>> Start Records for the exercise

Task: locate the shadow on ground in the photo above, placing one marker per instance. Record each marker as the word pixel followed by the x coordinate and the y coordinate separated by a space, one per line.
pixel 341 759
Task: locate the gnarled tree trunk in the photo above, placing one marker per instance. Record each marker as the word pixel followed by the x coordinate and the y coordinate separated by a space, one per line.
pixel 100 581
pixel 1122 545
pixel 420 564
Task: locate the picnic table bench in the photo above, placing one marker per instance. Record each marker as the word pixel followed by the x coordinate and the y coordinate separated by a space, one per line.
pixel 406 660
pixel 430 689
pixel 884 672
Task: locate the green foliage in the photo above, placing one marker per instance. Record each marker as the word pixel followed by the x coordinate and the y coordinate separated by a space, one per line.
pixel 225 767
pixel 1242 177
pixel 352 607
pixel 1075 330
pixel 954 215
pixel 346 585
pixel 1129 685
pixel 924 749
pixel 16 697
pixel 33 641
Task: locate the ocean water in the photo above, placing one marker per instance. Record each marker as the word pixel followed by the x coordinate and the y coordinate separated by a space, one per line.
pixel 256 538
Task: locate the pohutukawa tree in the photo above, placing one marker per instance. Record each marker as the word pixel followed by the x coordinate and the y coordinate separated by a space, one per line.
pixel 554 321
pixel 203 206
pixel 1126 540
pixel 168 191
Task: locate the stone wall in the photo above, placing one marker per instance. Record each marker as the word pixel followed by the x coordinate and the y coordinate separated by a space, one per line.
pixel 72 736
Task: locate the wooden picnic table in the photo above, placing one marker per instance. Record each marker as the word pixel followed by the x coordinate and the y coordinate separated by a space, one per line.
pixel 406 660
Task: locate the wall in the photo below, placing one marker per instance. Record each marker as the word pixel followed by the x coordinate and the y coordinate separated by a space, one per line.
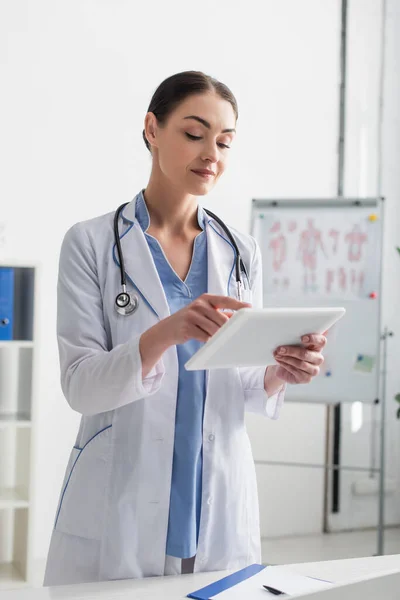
pixel 79 76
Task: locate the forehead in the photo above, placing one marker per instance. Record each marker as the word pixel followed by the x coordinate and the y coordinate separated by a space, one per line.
pixel 210 107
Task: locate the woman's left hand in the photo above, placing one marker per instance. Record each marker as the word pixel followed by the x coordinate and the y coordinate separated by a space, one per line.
pixel 298 364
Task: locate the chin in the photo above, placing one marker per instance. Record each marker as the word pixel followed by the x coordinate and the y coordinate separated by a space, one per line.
pixel 200 189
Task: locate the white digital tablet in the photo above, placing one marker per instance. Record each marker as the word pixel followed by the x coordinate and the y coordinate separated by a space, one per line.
pixel 250 336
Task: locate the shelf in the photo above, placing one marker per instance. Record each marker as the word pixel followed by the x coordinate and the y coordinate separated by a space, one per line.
pixel 10 577
pixel 16 344
pixel 15 420
pixel 12 498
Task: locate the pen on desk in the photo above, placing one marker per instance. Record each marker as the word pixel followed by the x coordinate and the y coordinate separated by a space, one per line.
pixel 274 590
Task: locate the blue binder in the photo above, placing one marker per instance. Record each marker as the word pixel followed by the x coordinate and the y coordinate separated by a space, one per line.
pixel 6 303
pixel 227 582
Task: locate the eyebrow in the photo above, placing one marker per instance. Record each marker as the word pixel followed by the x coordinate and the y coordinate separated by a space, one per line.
pixel 207 124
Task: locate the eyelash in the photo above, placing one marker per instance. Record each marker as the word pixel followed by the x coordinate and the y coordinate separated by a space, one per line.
pixel 196 138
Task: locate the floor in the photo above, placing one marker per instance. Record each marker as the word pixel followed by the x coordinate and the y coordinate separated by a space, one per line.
pixel 282 551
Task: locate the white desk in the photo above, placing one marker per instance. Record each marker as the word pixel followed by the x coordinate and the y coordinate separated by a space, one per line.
pixel 175 588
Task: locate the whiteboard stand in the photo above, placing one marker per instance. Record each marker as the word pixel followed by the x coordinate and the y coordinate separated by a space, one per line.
pixel 326 252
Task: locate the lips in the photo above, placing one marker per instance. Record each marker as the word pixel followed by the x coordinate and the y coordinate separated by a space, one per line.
pixel 203 172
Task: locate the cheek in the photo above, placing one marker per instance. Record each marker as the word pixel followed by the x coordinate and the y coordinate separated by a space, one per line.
pixel 177 155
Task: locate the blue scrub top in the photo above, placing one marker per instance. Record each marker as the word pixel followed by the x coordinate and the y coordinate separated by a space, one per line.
pixel 186 485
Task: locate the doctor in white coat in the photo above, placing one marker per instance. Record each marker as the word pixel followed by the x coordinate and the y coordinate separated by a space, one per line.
pixel 161 479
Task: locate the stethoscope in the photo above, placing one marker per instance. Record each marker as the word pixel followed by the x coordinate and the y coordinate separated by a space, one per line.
pixel 127 303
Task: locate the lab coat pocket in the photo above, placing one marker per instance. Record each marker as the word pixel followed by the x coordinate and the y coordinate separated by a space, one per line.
pixel 82 503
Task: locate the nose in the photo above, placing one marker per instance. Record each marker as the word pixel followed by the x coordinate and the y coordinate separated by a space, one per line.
pixel 210 153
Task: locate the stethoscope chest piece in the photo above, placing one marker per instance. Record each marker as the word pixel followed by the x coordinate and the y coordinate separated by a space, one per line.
pixel 126 304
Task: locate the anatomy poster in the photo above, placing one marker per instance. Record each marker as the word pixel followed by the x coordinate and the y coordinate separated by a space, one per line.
pixel 319 253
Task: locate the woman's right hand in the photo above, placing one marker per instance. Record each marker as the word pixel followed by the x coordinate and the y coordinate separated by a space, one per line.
pixel 200 319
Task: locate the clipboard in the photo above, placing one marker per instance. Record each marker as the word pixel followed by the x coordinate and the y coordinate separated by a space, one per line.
pixel 250 336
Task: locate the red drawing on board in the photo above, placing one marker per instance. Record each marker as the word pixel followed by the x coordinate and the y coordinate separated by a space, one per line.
pixel 330 276
pixel 279 251
pixel 334 234
pixel 275 227
pixel 310 241
pixel 342 279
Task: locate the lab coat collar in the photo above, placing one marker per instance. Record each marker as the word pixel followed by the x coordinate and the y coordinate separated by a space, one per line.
pixel 141 213
pixel 141 270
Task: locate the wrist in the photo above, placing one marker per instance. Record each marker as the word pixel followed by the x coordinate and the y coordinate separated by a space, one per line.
pixel 272 383
pixel 160 336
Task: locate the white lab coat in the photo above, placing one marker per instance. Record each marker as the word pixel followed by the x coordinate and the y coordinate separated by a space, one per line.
pixel 113 512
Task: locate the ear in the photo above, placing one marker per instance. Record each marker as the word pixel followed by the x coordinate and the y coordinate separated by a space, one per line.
pixel 150 128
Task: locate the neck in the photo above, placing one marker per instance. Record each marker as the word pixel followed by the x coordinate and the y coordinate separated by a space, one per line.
pixel 170 209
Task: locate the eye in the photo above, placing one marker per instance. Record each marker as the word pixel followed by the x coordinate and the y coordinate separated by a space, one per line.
pixel 192 137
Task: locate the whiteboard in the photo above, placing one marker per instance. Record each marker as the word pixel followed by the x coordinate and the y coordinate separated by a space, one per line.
pixel 324 253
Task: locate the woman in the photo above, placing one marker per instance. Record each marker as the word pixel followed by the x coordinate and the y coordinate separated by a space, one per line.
pixel 161 479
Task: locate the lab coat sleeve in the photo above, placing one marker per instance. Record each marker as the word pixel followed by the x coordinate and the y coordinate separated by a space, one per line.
pixel 94 377
pixel 256 398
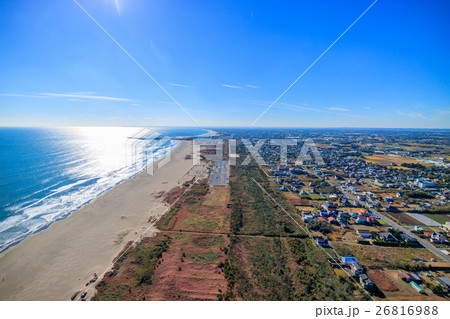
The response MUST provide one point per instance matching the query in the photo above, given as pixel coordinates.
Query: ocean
(48, 173)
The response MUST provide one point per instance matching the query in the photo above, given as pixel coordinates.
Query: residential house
(444, 282)
(329, 207)
(347, 260)
(387, 237)
(356, 268)
(366, 282)
(322, 242)
(364, 233)
(437, 238)
(409, 239)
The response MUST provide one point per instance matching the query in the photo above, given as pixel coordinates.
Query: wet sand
(56, 262)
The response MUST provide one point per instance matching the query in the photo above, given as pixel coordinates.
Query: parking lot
(219, 173)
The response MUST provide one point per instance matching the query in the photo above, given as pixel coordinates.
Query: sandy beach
(57, 262)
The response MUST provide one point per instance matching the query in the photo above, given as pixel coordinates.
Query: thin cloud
(298, 108)
(231, 86)
(21, 95)
(180, 85)
(340, 109)
(88, 97)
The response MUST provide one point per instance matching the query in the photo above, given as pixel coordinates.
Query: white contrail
(315, 61)
(137, 63)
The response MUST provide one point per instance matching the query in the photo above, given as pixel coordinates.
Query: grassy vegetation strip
(142, 260)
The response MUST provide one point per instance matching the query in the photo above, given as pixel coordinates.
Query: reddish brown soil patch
(185, 277)
(380, 279)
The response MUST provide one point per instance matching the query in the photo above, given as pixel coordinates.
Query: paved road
(394, 225)
(219, 173)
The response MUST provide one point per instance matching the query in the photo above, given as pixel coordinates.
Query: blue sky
(225, 63)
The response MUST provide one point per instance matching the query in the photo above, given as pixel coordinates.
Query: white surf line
(136, 62)
(311, 237)
(134, 242)
(312, 64)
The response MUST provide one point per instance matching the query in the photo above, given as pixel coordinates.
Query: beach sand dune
(56, 262)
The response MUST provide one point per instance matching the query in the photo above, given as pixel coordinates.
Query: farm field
(386, 160)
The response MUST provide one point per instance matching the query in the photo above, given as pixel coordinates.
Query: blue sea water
(47, 173)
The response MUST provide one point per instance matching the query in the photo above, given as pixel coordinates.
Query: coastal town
(369, 221)
(373, 192)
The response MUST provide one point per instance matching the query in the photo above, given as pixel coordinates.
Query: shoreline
(59, 260)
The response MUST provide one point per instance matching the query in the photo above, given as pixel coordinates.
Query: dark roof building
(408, 238)
(388, 237)
(444, 281)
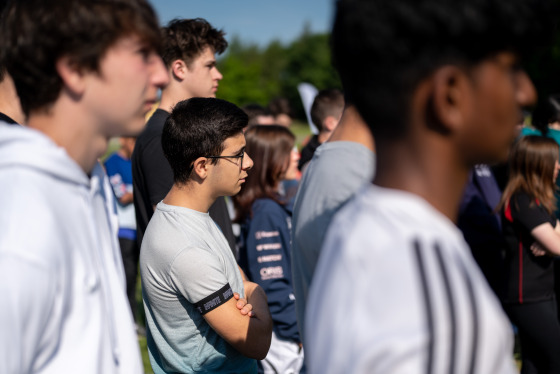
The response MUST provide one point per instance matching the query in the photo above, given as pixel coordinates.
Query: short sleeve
(199, 275)
(158, 174)
(527, 212)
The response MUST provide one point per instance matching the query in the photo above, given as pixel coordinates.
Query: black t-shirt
(529, 278)
(152, 178)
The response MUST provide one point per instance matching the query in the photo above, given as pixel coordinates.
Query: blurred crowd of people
(415, 232)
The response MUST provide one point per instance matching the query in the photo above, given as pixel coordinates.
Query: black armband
(215, 300)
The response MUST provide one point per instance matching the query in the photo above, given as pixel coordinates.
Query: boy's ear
(329, 123)
(200, 167)
(73, 78)
(179, 69)
(449, 104)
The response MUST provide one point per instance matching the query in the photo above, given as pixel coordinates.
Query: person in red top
(532, 234)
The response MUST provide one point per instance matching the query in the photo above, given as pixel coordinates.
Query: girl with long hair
(532, 234)
(265, 253)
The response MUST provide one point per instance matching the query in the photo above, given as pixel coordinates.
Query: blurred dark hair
(546, 112)
(531, 170)
(198, 127)
(328, 102)
(270, 147)
(37, 33)
(186, 39)
(384, 48)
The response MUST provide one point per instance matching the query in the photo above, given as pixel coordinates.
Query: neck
(428, 168)
(9, 100)
(189, 195)
(323, 136)
(70, 128)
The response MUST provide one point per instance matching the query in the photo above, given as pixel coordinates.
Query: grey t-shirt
(336, 172)
(187, 269)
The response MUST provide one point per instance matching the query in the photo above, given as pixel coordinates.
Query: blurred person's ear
(73, 78)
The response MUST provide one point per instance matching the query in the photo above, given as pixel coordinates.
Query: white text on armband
(274, 272)
(266, 234)
(269, 258)
(269, 246)
(215, 300)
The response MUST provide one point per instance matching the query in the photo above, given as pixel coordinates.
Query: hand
(244, 308)
(537, 250)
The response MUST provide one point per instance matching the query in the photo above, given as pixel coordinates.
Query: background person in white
(443, 92)
(84, 71)
(189, 273)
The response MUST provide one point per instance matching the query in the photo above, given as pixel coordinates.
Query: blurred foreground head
(383, 49)
(36, 34)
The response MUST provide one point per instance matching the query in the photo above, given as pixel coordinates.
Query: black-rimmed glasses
(240, 155)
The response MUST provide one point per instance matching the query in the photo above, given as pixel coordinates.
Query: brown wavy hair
(270, 147)
(531, 170)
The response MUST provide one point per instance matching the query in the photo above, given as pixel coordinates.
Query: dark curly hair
(384, 48)
(186, 39)
(37, 33)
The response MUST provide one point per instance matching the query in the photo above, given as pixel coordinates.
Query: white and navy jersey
(397, 291)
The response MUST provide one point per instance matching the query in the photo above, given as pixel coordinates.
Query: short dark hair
(198, 127)
(37, 33)
(186, 39)
(384, 48)
(255, 110)
(328, 102)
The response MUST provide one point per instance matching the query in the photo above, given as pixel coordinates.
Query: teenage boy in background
(191, 282)
(189, 49)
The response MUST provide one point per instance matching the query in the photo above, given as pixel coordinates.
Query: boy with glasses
(202, 314)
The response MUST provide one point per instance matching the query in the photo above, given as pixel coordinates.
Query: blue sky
(254, 21)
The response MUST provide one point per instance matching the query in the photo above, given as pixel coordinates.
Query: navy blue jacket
(265, 256)
(481, 225)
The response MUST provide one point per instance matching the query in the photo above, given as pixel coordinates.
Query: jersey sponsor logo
(273, 272)
(212, 303)
(266, 234)
(269, 258)
(269, 246)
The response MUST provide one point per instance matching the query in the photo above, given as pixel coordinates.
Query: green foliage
(257, 75)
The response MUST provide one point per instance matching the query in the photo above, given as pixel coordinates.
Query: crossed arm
(245, 324)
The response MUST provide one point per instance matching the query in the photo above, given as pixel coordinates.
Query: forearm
(260, 325)
(126, 198)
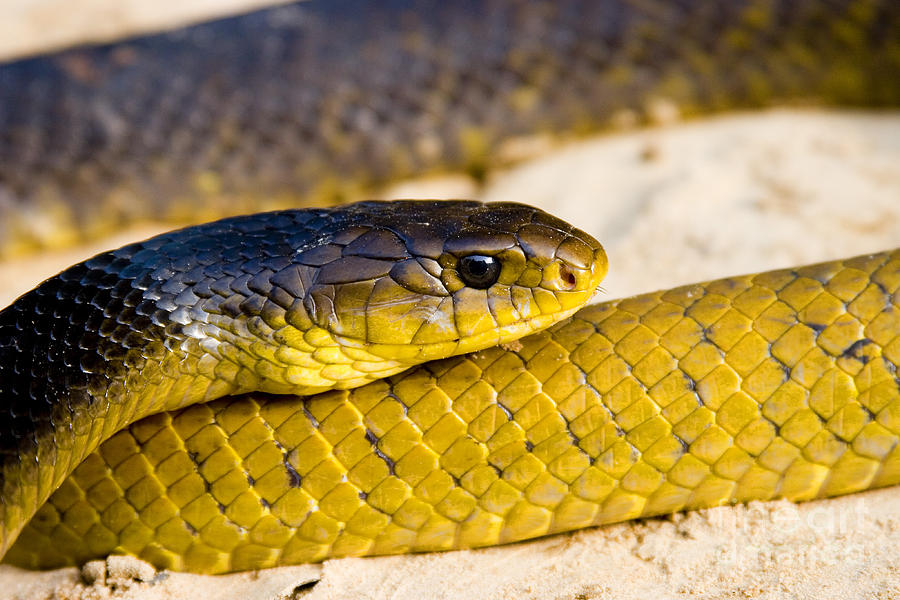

>> End Records for the exercise

Task description: Report each line of the records above that contains the word "armband". Case counts.

Reply:
Query: black armband
Query: white text on armband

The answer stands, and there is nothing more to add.